The death toll from an explosion in an apartment building outside Paris rose to eight on Monday, including three children, as a desperate search for survivors proved almost fruitless, AFP reports.
The death toll from an explosion in an apartment building outside Paris rose to eight on Monday, including three children, as a desperate search for survivors proved almost fruitless, AFP reports.
Eleven people were also injured in the disaster, four of them seriously, that sliced through a four-storey residential block in the Paris suburb of Rosny-sous-Bois in two on Sunday.
Among the dead were a 40-year-old mother and her two children aged 14 and 18, a 10-year-old child, a woman in her 80s who lived on the first floor, a 45-year-old woman and two further adults, one of whom was identified only as a man in his fifties.
Only two people have been brought out from the rubble alive.
Two of the injured were children aged 10 and 13.
Rescue workers combed the site with sniffer dogs and mechanical diggers continued to search for survivors on Monday.
They had worked through the night under powerful floodlights in the hope of finding anyone else alive.
Firefighters and local officials said the probable trigger for the explosion was a gas leak.
Samuel Bernes, a spokesman for the Paris firefighters department said one of the possibilities being looked into was a faulty gas boiler.

GOAL. Reproduce, word for word, everything in the report on the apartment explosion near Paris from "Eleven people were" down to "in his fifties.". The data isn't needed for this.

DATASET RECORDS.
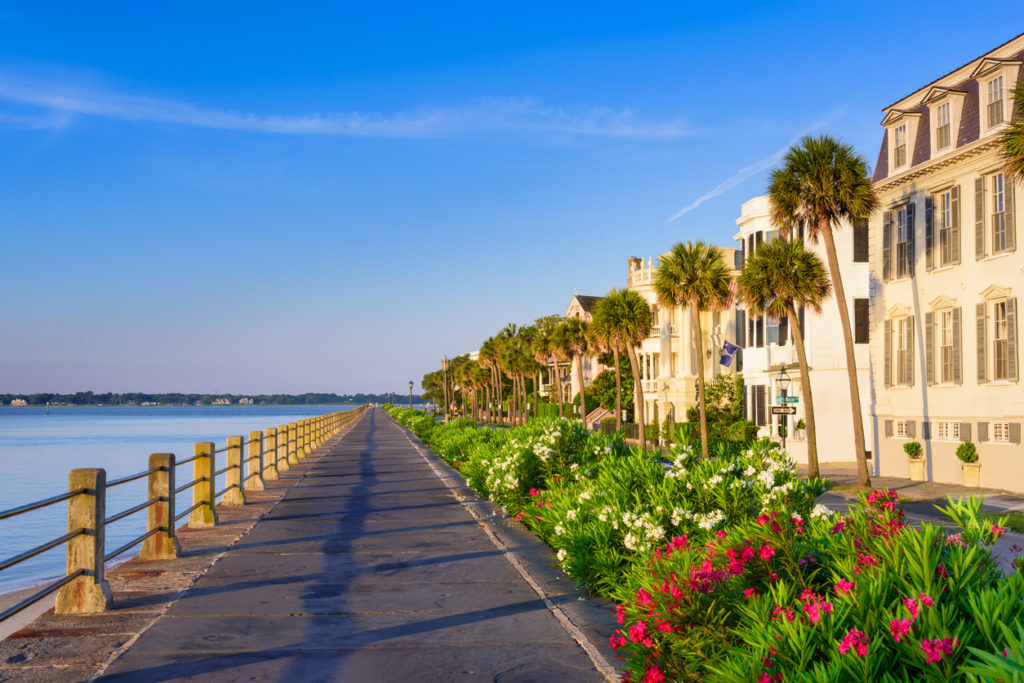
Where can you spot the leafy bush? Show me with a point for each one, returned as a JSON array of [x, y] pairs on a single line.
[[912, 450], [967, 452]]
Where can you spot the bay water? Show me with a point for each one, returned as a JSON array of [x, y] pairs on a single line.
[[39, 446]]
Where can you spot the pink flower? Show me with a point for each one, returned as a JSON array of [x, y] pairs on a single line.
[[899, 628], [653, 675], [934, 649], [855, 640]]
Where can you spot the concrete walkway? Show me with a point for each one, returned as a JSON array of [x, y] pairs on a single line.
[[371, 568]]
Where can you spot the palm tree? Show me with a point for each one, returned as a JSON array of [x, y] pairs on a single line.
[[821, 183], [574, 336], [694, 274], [626, 319], [1012, 138], [780, 276]]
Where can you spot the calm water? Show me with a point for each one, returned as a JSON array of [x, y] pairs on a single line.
[[37, 452]]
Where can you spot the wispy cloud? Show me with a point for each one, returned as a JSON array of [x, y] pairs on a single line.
[[757, 167], [528, 116]]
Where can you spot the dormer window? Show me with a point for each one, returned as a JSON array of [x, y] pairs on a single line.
[[994, 99], [899, 145], [942, 137]]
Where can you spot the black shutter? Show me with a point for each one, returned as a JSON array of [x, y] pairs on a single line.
[[979, 218], [860, 242], [954, 229], [887, 239], [930, 348], [910, 235], [929, 232], [860, 322]]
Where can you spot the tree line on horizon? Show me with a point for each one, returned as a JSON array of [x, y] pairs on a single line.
[[175, 398]]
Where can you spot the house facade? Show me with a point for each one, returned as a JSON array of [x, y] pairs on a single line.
[[768, 345], [668, 356], [947, 274]]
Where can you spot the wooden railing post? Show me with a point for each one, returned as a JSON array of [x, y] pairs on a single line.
[[293, 446], [203, 492], [232, 477], [254, 473], [283, 464], [163, 545], [89, 593], [270, 455]]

FULL RESPONSE.
Eleven people were also injured in the disaster, four of them seriously, that sliced through a four-storey residential block in the Paris suburb of Rosny-sous-Bois in two on Sunday.
Among the dead were a 40-year-old mother and her two children aged 14 and 18, a 10-year-old child, a woman in her 80s who lived on the first floor, a 45-year-old woman and two further adults, one of whom was identified only as a man in his fifties.